WORK TO COMPLETE:
1 – According to the passage on oil sands contamination in the Athabasca region, how many years of operation have oil sands activities had?
2 – Continue the passage on oil sands contamination in the Athabasca region from the point where it stops.

PAGE TEXT:
::::::

One of the problems facing scientists when attempting to quantify oil sands-related contamination in the Athabasca region is the lack of historical records. With nearly 40 years of operation behind us, industrial activity has most likely raised the background level of contaminants in the ecosystem. Oil sands operations have resulted in higher concentrations of PPEs in vegetation and surface soil, making the job of determining the actual natural background level of certain elements almost impossible to quantify.
As I stated earlier, some proponents of oil sands operations feel that much of the contamination of surface water in the Athabasca watershed is related to natural erosion. Here is Dr. Schindler’s response”
“The pattern of increased PPE concentrations in snow and the river system does not support the claim that contamination of the AR and its tributaries is only from natural erosion of oil sands. Concentrations of PPE did not increase significantly as water flowed through the McMF from midstream to stream mouth sites, in winter or summer (Dataset S3), and element concentrations in bottom and suspended sediments of tributaries did not reflect greater exposure to natural oil sands (25). Previous records of upstream-to-downstream trends in waterborne Ni and Zn concentrations during high flow (26) probably reflect runoff of snowmelt and rain from disturbed areas or areas contaminated by atmospheric deposition.

::::::

EXERCISE DATA:
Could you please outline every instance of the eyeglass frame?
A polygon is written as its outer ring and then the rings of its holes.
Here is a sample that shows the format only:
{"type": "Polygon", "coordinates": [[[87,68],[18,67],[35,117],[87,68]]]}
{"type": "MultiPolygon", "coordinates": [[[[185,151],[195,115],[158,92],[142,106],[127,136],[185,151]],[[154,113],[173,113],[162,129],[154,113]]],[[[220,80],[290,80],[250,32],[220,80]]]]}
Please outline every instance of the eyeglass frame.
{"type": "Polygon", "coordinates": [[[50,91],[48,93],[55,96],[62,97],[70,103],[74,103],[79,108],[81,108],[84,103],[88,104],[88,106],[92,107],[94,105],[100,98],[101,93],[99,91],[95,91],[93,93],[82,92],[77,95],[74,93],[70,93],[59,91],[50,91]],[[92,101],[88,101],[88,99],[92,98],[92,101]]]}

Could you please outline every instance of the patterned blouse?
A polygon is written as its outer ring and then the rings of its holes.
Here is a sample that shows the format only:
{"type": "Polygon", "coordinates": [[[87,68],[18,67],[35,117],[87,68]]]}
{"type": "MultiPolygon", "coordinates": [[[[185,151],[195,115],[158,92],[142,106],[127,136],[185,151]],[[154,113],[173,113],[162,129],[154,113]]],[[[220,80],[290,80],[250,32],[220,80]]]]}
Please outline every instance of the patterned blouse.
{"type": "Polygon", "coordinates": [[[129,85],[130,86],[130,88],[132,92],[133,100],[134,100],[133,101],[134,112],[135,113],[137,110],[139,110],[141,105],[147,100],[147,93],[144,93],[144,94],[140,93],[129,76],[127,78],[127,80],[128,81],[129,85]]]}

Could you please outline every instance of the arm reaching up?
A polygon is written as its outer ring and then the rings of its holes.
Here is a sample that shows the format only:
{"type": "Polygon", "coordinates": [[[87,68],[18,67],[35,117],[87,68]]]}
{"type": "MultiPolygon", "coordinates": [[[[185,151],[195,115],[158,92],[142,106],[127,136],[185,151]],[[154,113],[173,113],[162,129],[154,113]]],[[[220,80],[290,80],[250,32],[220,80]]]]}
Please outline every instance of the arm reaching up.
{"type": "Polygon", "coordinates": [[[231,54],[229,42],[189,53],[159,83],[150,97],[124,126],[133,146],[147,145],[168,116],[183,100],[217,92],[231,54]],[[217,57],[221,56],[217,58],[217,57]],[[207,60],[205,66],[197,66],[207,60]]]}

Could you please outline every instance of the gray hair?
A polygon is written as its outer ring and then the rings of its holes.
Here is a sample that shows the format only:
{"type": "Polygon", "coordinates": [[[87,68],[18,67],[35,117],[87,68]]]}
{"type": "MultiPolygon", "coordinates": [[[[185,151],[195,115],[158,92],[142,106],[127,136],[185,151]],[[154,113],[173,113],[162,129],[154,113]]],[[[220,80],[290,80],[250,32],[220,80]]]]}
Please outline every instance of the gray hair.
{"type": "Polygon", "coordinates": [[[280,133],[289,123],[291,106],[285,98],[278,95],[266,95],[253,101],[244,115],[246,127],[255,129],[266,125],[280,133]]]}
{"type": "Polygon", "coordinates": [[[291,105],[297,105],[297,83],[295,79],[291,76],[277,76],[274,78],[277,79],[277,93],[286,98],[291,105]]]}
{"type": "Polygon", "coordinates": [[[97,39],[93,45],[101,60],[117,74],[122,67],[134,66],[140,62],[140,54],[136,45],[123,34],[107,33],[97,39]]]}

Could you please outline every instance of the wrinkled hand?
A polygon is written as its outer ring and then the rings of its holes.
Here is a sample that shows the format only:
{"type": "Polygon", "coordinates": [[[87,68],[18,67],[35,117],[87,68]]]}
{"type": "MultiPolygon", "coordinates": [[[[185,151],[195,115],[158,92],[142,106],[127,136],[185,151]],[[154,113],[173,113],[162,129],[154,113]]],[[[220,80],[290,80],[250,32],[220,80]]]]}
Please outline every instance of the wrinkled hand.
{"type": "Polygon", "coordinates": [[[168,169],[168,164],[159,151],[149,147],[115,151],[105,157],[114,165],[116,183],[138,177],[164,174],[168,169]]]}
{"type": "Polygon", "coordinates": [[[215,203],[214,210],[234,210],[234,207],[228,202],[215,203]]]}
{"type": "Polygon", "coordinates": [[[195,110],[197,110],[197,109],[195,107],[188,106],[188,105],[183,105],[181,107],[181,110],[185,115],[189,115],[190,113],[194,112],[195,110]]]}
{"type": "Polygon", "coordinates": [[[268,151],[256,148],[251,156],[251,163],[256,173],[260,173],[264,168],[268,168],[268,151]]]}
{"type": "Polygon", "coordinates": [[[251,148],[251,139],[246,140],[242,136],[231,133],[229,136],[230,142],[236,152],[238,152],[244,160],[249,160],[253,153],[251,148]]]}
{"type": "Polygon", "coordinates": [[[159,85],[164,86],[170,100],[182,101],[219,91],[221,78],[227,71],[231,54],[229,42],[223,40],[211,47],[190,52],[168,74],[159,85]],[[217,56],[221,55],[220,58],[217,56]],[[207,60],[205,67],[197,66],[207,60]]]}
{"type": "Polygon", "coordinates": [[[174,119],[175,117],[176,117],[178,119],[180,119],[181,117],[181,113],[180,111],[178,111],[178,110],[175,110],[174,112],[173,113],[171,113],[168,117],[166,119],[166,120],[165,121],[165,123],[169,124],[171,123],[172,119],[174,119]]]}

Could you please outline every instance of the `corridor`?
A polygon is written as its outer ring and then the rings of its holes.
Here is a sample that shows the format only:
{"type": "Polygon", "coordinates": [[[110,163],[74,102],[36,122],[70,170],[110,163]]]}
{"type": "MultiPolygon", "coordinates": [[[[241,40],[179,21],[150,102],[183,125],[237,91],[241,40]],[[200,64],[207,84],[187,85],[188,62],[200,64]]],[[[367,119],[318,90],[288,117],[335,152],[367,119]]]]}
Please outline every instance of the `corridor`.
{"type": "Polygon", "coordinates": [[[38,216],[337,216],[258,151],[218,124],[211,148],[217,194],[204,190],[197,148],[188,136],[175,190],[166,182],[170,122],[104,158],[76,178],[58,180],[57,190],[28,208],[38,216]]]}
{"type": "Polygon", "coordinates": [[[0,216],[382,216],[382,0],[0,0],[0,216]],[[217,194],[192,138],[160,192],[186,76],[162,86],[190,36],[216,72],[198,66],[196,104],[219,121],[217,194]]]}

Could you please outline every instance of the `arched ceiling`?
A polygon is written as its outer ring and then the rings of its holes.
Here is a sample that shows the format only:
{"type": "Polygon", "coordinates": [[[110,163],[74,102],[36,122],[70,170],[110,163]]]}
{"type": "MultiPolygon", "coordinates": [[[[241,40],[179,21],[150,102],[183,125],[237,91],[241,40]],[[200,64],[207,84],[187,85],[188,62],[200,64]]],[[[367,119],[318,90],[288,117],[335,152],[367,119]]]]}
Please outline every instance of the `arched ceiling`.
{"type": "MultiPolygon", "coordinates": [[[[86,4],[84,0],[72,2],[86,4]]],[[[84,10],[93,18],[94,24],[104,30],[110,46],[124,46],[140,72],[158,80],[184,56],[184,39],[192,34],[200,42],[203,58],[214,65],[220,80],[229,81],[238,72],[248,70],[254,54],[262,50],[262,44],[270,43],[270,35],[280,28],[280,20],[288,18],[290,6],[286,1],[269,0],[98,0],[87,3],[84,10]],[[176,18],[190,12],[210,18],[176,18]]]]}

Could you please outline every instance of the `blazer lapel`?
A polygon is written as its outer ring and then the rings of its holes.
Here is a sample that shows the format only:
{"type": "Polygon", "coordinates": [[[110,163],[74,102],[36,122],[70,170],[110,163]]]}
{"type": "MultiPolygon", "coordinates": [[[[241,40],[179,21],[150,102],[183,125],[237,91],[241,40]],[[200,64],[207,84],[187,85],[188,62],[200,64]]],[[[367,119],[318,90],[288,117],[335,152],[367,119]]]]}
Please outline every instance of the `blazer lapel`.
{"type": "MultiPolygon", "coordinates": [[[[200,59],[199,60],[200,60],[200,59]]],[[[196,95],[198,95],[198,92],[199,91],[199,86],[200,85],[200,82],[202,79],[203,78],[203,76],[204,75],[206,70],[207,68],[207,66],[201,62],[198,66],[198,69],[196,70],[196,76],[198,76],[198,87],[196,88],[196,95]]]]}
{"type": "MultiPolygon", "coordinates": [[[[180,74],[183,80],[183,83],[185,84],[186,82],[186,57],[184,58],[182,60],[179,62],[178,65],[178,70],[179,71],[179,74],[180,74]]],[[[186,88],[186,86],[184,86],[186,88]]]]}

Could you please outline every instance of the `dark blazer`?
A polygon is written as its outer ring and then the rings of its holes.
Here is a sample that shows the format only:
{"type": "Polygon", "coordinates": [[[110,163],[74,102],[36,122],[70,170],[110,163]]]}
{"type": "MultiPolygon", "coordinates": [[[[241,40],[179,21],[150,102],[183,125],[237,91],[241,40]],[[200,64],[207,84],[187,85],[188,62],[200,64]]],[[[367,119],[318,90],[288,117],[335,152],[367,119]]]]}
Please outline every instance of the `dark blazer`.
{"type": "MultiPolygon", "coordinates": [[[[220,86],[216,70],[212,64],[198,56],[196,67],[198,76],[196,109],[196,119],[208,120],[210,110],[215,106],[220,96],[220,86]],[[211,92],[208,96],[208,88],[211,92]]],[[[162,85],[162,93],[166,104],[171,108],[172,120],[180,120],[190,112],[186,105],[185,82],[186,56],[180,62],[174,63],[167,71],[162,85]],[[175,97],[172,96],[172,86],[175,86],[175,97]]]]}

::::::

RESULTS IN ORDER:
1 – Nearly 40 years.

2 –
Instead, our results indicate that the source of PPE was from oil sands development. In tributaries, overall land disturbance caused a major flux of PPE to water (Fig. 2 andDataset S4). In summer, increased concentrations of many PPE were significantly related to development at midstream and tributary mouth sites (Fig. S1 and Dataset S4). At less disturbed tributary sites, concentrations of most PPE were greatest under winter ice (Dataset S4). However, at more disturbed tributary sites, concentrations of several PPE were greater in summer than winter (Dataset S4), indicating the impact of land disturbance. If the source were natural erosion of oil sands, concentrations at all sites would have been greater in summer than winter.” (my bold)
In conclusion, the study notes that the oil sands industry is responsible for increased loading of PPEs in the Athabasca watershed. While PPE concentrations do not exceed national drinking water quality guidelines, increased deposition of priority pollutants is of concern to long-term human health, particularly as oil sands production levels ramp up. As well, a fish consumption warning is in effect for mercury in walleye from the Athabasca River, a situation that will likely get worse as the decades pass.
The Schindler study does show us all one thing; there really is a need for a fully independent, thorough monitoring of the environmental impact of Canada’s oil sands mining industry. Without that, we will have no idea of what we are leaving behind for future generations of Canadians, particularly those who live in Northern Alberta and Saskatchewan.